=== REQUIREMENT ===
Return the portion of the lovastatin case text between "Shortly thereafter, Merck" and "version of lovastatin.", inclusive, reproduced verbatim.

[[ DOCUMENT TEXT, beginning ]]

In 1993, Apotex desired to enter the market with a generic version of lovastatin and, to that end, applied to the Minister of Health (Minister) for a Notice of Compliance (NOC). In accordance with the NOC Regulations, Apotex alleged that the manufacture of its product would not infringe the ‘380 Patent, as its process for producing lovastatin would allegedly not fall within the scope of the claims of the ‘380 Patent.
Shortly thereafter, Merck commenced an application seeking an order prohibiting the Minister from issuing a NOC to Apotex. According to the NOC Regulations in place at that time, as a result of the commencement of the prohibition application, the Minister was automatically prohibited from issuing a NOC to Apotex for up to 30 months or until such earlier time as a determination could be made as to whether Apotex was justified in its claim that its generic drug would not infringe the ‘380 Patent.
The 30-month statutory stay expired on December 1, 1996 without a decision being rendered, and the Minister subsequently issued a NOC to Apotex allowing it to market its generic version of lovastatin.
Following this sequence of events, two actions were commenced: one by Merck against Apotex for patent infringement, and the other by Apotex against Merck for damages under section 8 of the NOC Regulations as a result of its delayed entry into the lovastatin market.
The Decision respecting s. 8 of the NOC Regulations
The Court’s decision turned on two main issues: (1) whether the 1993 or the 1998 version of the NOC Regulations applied; and (2) whether Apotex was entitled to compensation under s. 8 of the applicable version of the NOC Regulations.
The 1993 NOC Regulations Applied In determining which version of the NOC Regulations applied, the Court looked to the transitional provisions in s. 9 of the NOC Regulations as amended in 1998. Section 9(6) stated that the 1998 version of the NOC Regulations would apply to “an application pending on the coming into force of these Regulations.”
The Court found that it was arguable that the expiry of the 30-month statutory stay period on December 1, 1996, which extinguished any further right of application, was the determinative date. Given that this event was prior to the coming into force of the 1998 version of the NOC Regulations on March 11, 1998, the 1993 version of the NOC Regulations applied (i.e. the application was clearly not “pending”).

[[ DOCUMENT TEXT, end ]]
[[ EXTRACTED RECORDS, beginning ]]

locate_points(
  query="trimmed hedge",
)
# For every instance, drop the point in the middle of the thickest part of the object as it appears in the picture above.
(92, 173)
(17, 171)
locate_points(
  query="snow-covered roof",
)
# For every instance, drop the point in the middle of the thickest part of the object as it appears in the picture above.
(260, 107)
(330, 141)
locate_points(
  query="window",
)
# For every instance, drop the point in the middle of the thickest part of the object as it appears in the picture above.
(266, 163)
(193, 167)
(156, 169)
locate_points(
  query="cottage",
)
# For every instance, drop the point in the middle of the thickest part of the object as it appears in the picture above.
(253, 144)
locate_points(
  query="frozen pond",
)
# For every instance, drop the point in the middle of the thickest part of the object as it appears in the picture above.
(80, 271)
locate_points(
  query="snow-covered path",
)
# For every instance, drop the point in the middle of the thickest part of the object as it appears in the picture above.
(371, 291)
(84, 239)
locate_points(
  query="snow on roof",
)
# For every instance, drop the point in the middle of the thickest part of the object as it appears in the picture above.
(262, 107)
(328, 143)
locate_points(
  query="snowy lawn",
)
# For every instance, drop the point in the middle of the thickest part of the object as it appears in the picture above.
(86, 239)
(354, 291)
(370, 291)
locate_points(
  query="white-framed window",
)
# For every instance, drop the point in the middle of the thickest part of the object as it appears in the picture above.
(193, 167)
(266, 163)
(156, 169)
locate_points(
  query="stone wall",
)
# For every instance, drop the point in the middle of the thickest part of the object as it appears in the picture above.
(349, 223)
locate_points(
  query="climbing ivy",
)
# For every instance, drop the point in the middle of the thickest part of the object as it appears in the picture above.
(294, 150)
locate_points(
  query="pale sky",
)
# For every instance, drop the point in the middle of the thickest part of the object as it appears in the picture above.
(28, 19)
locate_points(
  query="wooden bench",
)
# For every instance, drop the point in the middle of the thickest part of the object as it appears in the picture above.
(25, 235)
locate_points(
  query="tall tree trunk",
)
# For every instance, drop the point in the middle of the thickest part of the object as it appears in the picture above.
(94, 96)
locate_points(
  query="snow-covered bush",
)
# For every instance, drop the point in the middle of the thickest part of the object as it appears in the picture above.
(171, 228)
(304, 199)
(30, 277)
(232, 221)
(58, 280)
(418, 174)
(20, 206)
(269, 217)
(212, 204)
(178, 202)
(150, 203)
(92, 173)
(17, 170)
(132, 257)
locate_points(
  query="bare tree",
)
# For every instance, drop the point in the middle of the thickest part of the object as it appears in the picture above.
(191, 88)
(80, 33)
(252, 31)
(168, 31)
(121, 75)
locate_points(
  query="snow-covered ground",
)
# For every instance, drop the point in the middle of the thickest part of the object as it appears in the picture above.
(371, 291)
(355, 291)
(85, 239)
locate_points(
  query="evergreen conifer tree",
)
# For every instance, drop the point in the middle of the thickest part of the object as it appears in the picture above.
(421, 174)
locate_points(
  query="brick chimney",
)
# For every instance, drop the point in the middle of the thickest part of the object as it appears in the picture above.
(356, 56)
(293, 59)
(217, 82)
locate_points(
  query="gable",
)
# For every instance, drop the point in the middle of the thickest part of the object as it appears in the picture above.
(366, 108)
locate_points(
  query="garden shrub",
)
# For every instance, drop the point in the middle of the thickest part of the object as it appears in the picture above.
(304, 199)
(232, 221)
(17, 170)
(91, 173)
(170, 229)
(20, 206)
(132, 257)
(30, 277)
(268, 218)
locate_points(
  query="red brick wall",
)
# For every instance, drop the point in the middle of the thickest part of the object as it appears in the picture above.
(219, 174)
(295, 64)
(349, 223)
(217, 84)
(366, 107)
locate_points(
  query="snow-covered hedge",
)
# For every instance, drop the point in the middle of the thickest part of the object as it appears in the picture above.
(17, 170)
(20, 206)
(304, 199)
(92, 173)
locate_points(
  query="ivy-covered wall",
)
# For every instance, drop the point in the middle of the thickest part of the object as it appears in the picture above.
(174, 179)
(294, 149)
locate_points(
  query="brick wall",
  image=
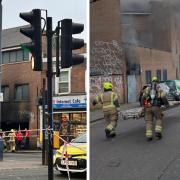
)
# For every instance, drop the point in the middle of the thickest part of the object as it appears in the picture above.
(106, 57)
(153, 60)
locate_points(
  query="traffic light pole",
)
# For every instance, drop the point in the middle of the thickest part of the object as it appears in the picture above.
(49, 83)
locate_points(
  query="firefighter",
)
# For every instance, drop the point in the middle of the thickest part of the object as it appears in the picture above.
(153, 98)
(12, 140)
(110, 103)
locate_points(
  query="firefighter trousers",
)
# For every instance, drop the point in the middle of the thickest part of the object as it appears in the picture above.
(111, 118)
(150, 113)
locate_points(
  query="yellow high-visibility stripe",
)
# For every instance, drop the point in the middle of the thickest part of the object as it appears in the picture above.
(158, 128)
(148, 133)
(111, 105)
(110, 127)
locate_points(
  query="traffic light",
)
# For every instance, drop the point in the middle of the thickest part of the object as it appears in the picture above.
(68, 43)
(35, 34)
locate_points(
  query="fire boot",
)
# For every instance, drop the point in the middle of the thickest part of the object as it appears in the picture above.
(158, 135)
(107, 131)
(149, 139)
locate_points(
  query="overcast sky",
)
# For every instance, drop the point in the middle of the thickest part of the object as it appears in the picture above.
(57, 9)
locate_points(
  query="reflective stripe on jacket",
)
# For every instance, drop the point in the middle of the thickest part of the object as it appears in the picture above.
(107, 99)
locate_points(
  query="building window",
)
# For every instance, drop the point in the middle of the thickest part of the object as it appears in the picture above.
(164, 74)
(63, 82)
(5, 57)
(148, 76)
(158, 72)
(22, 92)
(15, 56)
(12, 56)
(5, 91)
(19, 55)
(25, 55)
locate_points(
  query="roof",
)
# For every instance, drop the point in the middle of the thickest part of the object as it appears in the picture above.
(135, 6)
(13, 38)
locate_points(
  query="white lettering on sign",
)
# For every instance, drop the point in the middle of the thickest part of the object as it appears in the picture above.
(69, 100)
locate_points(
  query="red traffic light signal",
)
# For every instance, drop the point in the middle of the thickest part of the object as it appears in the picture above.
(35, 34)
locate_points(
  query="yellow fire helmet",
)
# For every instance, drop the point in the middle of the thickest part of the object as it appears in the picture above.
(154, 79)
(107, 86)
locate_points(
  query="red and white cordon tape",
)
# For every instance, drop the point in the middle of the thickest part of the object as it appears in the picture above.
(49, 131)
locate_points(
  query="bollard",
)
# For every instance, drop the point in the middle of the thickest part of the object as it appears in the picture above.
(1, 149)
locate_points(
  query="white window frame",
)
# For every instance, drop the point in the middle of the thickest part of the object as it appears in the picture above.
(69, 82)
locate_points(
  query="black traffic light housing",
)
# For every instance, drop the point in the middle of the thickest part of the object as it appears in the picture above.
(35, 34)
(68, 43)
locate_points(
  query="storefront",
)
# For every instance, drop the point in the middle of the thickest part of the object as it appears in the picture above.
(69, 115)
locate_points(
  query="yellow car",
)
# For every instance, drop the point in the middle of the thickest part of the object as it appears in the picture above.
(74, 157)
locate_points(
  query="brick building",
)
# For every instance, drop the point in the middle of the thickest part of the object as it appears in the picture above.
(106, 56)
(22, 86)
(150, 40)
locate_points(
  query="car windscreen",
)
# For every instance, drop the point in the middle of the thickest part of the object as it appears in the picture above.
(171, 85)
(80, 139)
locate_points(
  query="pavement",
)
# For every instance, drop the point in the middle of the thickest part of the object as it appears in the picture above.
(28, 166)
(97, 115)
(129, 156)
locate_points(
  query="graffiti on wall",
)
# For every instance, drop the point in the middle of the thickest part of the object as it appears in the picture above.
(106, 58)
(97, 84)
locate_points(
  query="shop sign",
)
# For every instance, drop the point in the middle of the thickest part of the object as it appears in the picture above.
(69, 102)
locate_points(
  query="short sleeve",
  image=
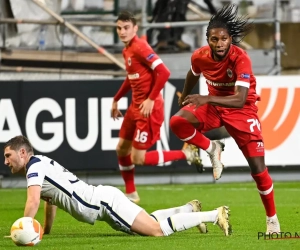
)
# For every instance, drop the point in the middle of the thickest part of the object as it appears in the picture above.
(35, 174)
(195, 67)
(145, 54)
(243, 71)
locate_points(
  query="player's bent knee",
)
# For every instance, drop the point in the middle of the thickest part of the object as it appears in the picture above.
(176, 123)
(123, 151)
(137, 160)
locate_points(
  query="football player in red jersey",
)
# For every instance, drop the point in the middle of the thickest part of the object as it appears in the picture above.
(146, 76)
(230, 102)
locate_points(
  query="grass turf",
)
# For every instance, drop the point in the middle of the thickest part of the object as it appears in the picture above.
(247, 218)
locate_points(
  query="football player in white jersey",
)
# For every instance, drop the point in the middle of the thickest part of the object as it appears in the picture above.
(51, 182)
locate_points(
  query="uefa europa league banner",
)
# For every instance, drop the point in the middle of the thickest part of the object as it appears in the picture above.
(70, 120)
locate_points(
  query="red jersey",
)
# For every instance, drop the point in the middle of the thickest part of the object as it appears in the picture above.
(140, 60)
(222, 77)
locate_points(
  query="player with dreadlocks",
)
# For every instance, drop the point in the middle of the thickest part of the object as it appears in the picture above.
(230, 102)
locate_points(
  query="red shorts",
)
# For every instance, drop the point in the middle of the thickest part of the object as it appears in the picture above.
(143, 132)
(242, 124)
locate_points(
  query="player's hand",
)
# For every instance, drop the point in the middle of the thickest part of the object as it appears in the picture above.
(146, 107)
(196, 100)
(115, 113)
(181, 100)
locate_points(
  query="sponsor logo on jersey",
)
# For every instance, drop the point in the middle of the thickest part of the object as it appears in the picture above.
(150, 57)
(220, 84)
(229, 73)
(245, 76)
(32, 175)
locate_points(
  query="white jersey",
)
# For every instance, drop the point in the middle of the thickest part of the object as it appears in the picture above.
(63, 189)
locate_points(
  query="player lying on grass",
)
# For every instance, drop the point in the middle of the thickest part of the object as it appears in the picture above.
(51, 182)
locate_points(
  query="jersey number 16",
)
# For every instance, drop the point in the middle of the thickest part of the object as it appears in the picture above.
(141, 136)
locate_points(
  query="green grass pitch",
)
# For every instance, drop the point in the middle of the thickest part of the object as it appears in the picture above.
(247, 218)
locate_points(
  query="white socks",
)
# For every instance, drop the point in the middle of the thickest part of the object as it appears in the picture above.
(184, 221)
(210, 147)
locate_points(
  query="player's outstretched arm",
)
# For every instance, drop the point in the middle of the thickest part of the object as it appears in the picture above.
(125, 87)
(190, 82)
(33, 201)
(50, 213)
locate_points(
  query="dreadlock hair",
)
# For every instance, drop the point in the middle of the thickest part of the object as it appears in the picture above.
(226, 18)
(17, 142)
(126, 16)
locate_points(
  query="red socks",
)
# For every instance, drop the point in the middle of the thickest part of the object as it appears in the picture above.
(185, 131)
(265, 188)
(127, 172)
(156, 157)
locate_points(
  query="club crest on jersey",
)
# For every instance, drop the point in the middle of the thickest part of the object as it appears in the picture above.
(150, 57)
(229, 73)
(245, 76)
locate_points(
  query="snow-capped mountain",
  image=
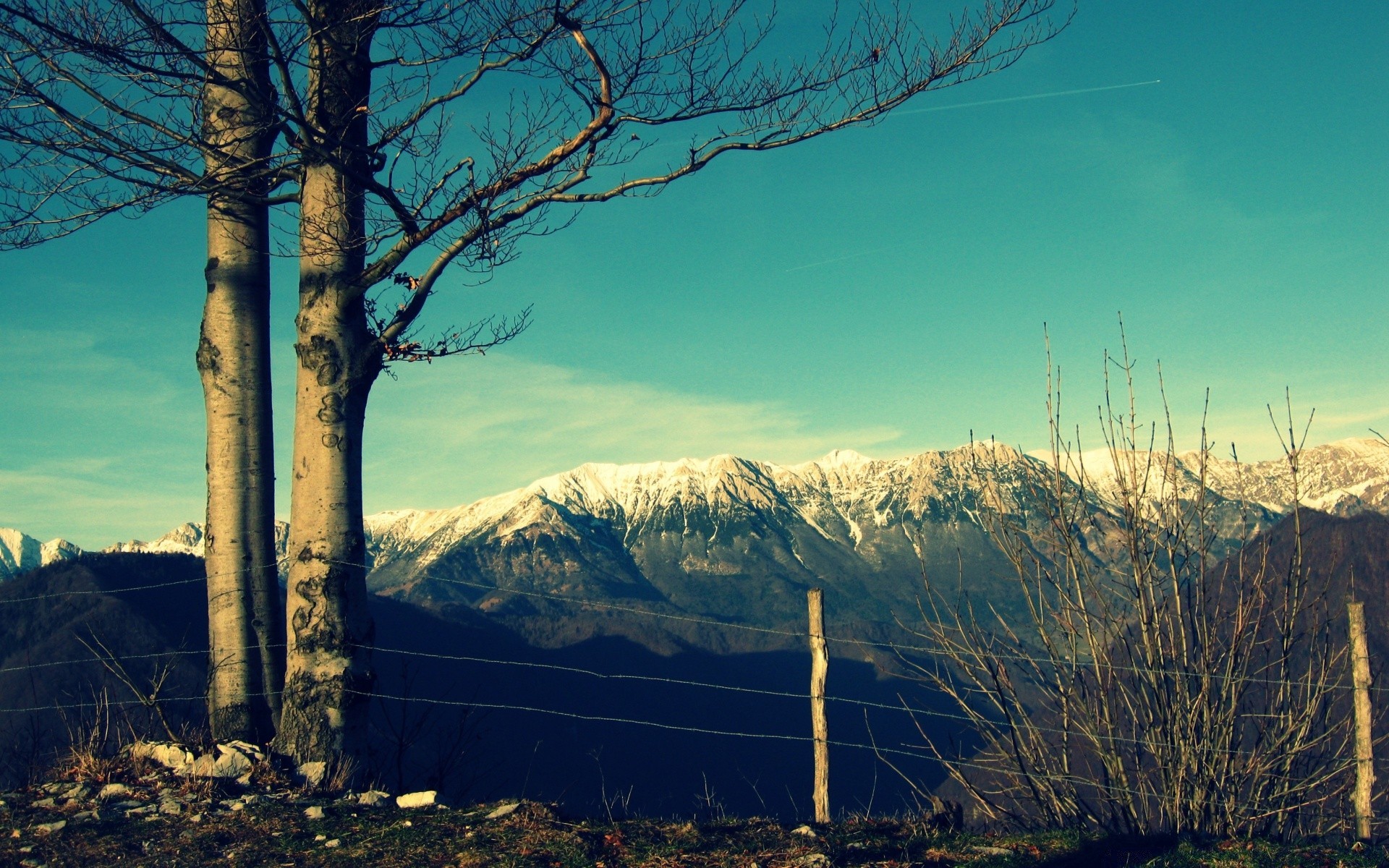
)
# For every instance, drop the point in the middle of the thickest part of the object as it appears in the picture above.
(21, 553)
(739, 539)
(1339, 478)
(188, 539)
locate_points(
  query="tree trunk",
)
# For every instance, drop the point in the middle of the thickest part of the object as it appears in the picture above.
(245, 625)
(328, 676)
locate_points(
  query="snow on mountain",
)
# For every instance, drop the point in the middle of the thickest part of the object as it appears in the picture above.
(21, 553)
(1341, 478)
(188, 539)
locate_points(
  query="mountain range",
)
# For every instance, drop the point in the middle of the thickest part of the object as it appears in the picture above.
(738, 540)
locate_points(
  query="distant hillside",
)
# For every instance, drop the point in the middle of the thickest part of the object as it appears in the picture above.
(731, 539)
(442, 664)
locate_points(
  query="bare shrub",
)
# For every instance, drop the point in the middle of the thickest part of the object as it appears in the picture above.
(1165, 677)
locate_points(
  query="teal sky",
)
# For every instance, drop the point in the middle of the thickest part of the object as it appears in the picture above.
(883, 289)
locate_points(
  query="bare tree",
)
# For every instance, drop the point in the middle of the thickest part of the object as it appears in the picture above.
(120, 107)
(1156, 682)
(392, 195)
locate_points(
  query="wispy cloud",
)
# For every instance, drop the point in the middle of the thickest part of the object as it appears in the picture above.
(472, 428)
(95, 446)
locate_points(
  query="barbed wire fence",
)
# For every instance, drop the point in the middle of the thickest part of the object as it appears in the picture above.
(885, 753)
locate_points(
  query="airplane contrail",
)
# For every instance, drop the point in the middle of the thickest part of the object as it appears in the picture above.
(1007, 99)
(851, 256)
(1031, 96)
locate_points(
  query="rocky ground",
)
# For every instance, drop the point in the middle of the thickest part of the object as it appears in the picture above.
(163, 804)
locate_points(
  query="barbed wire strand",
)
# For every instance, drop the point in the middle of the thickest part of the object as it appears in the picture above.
(893, 646)
(877, 749)
(117, 590)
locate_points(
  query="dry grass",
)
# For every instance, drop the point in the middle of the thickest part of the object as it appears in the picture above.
(535, 836)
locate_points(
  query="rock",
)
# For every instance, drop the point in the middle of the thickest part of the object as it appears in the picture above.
(166, 753)
(373, 799)
(247, 749)
(228, 763)
(417, 800)
(312, 773)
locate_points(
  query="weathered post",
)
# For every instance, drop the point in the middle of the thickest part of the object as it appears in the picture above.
(820, 727)
(1364, 756)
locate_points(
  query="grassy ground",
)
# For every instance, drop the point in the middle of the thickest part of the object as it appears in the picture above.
(277, 833)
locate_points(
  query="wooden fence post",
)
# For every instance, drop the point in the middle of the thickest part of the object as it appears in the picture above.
(1364, 756)
(820, 728)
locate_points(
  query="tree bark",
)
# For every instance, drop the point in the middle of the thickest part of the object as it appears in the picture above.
(245, 625)
(328, 674)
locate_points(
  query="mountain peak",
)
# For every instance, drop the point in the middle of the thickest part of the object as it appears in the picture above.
(21, 553)
(844, 457)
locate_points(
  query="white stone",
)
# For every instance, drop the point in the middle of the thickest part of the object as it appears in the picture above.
(313, 773)
(417, 800)
(166, 753)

[[ EXTRACTED RECORDS, end ]]

=== EXERCISE RESULT ===
Shortly thereafter, Merck commenced an application seeking an order prohibiting the Minister from issuing a NOC to Apotex. According to the NOC Regulations in place at that time, as a result of the commencement of the prohibition application, the Minister was automatically prohibited from issuing a NOC to Apotex for up to 30 months or until such earlier time as a determination could be made as to whether Apotex was justified in its claim that its generic drug would not infringe the ‘380 Patent.
The 30-month statutory stay expired on December 1, 1996 without a decision being rendered, and the Minister subsequently issued a NOC to Apotex allowing it to market its generic version of lovastatin.